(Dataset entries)

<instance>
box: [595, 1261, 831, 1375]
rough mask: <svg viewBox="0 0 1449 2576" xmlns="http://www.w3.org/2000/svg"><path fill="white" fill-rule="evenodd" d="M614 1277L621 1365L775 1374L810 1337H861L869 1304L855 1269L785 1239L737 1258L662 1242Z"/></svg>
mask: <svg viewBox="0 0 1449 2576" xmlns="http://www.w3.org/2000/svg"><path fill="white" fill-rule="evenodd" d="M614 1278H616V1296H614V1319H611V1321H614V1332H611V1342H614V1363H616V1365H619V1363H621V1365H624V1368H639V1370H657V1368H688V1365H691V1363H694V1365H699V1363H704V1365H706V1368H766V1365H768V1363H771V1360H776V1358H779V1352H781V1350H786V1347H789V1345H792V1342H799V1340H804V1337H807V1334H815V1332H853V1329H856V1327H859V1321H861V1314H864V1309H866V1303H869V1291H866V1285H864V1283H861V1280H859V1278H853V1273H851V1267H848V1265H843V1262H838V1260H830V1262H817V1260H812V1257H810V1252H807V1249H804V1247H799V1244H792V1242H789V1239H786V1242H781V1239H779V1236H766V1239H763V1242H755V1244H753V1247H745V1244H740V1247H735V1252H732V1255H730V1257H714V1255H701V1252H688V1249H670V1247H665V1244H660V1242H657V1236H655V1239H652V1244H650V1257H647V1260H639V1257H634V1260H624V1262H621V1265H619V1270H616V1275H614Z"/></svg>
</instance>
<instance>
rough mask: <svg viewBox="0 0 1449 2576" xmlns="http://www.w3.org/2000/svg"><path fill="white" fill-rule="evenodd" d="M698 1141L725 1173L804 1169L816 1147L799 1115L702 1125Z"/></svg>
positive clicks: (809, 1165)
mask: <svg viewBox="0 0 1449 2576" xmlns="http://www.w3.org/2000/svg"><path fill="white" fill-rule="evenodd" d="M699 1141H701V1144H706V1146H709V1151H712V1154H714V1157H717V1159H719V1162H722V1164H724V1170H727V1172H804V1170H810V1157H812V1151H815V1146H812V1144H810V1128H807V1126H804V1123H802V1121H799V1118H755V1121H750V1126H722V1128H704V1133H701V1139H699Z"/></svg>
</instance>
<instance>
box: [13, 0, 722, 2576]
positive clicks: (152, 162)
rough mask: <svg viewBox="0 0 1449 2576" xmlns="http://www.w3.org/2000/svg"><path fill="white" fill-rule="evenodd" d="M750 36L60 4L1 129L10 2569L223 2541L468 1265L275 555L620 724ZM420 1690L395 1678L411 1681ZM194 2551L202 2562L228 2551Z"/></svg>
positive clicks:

EXERCISE DIRECTIONS
Copy every record above exactly as it appears.

WRITTEN RESPONSE
<instance>
box: [595, 1261, 831, 1375]
rough mask: <svg viewBox="0 0 1449 2576" xmlns="http://www.w3.org/2000/svg"><path fill="white" fill-rule="evenodd" d="M614 1277L621 1365L775 1374L810 1337H861L869 1304L855 1269L785 1239L737 1258L662 1242Z"/></svg>
mask: <svg viewBox="0 0 1449 2576" xmlns="http://www.w3.org/2000/svg"><path fill="white" fill-rule="evenodd" d="M614 1278H616V1296H614V1319H611V1321H614V1332H611V1342H614V1363H616V1365H619V1363H621V1365H624V1368H639V1370H657V1368H688V1365H691V1363H694V1365H699V1363H704V1365H706V1368H766V1365H768V1363H771V1360H776V1358H779V1352H781V1350H786V1347H789V1345H792V1342H799V1340H804V1337H807V1334H815V1332H853V1329H856V1327H859V1321H861V1314H864V1309H866V1303H869V1291H866V1285H864V1283H861V1280H859V1278H853V1273H851V1267H848V1265H843V1262H838V1260H830V1262H817V1260H812V1257H810V1252H807V1249H804V1247H799V1244H792V1242H789V1239H786V1242H781V1239H779V1236H766V1239H763V1242H755V1244H753V1247H745V1244H740V1247H735V1252H732V1255H730V1257H714V1255H701V1252H688V1249H670V1247H665V1244H660V1242H657V1236H655V1239H652V1244H650V1257H647V1260H639V1257H634V1260H624V1262H621V1265H619V1270H616V1275H614Z"/></svg>
</instance>
<instance>
rough mask: <svg viewBox="0 0 1449 2576" xmlns="http://www.w3.org/2000/svg"><path fill="white" fill-rule="evenodd" d="M698 1141L725 1173L804 1169L816 1147L799 1115L702 1125Z"/></svg>
positive clicks: (809, 1165)
mask: <svg viewBox="0 0 1449 2576" xmlns="http://www.w3.org/2000/svg"><path fill="white" fill-rule="evenodd" d="M699 1141H701V1144H706V1146H709V1151H712V1154H714V1157H717V1159H719V1162H722V1164H724V1170H727V1172H804V1170H810V1157H812V1151H815V1146H812V1144H810V1128H807V1126H804V1123H802V1121H799V1118H755V1121H750V1126H722V1128H704V1133H701V1139H699Z"/></svg>
</instance>
<instance>
box: [13, 0, 722, 2576]
positive clicks: (152, 162)
rough mask: <svg viewBox="0 0 1449 2576" xmlns="http://www.w3.org/2000/svg"><path fill="white" fill-rule="evenodd" d="M750 36L60 4L1 129L10 2569L223 2541L468 1265L275 555L620 724ZM420 1690L395 1678L411 1681ZM194 2551L202 2562L228 2551Z"/></svg>
positive clicks:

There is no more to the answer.